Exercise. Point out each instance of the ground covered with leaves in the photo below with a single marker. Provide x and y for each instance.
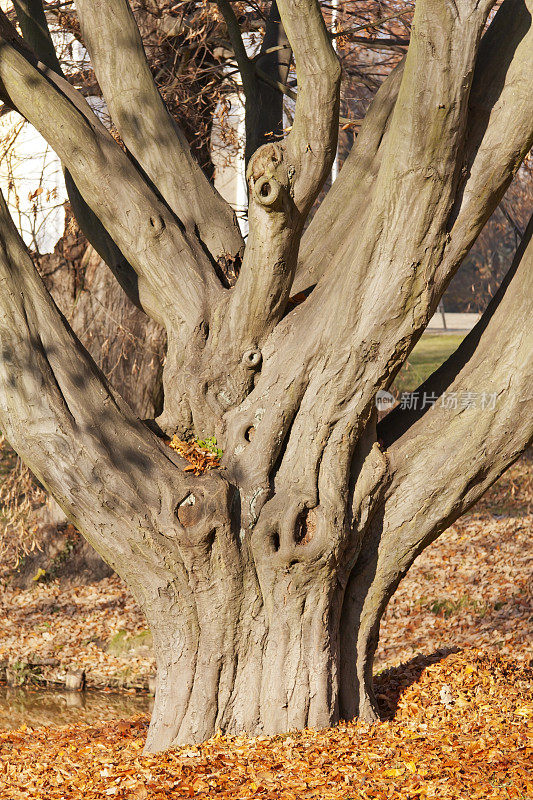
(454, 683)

---

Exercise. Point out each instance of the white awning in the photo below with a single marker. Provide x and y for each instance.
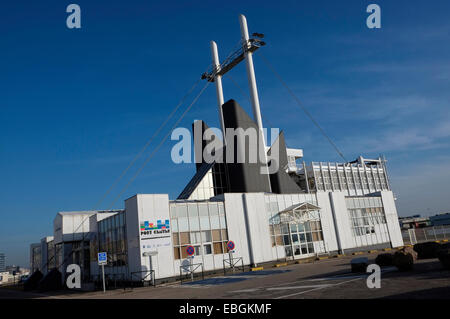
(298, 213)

--

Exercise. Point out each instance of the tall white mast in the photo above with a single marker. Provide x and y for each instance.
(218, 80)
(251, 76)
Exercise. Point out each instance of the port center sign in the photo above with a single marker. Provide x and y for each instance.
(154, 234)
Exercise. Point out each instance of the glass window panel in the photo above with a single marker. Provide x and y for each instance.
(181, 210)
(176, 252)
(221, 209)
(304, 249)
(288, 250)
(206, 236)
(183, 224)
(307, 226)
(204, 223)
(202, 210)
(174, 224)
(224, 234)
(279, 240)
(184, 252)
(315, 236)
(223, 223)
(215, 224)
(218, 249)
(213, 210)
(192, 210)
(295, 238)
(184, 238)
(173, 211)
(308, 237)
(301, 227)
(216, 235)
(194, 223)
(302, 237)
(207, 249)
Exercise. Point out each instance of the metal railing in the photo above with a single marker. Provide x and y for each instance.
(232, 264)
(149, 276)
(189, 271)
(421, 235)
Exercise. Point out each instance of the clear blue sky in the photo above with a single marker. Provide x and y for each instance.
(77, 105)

▶ _WORK TO COMPLETE_: Pull out each line above that contains the word "white". Capital and lowercase letters count as different.

▶ _ANSWER TO THIS EXERCISE_:
Exercise. Point out each instance of the white awning in the photo below with a single marker. Provide x and y for each instance.
Exercise. Point out each instance of the tall white mast in the photo above with a single marker. Provide x and y for each instance.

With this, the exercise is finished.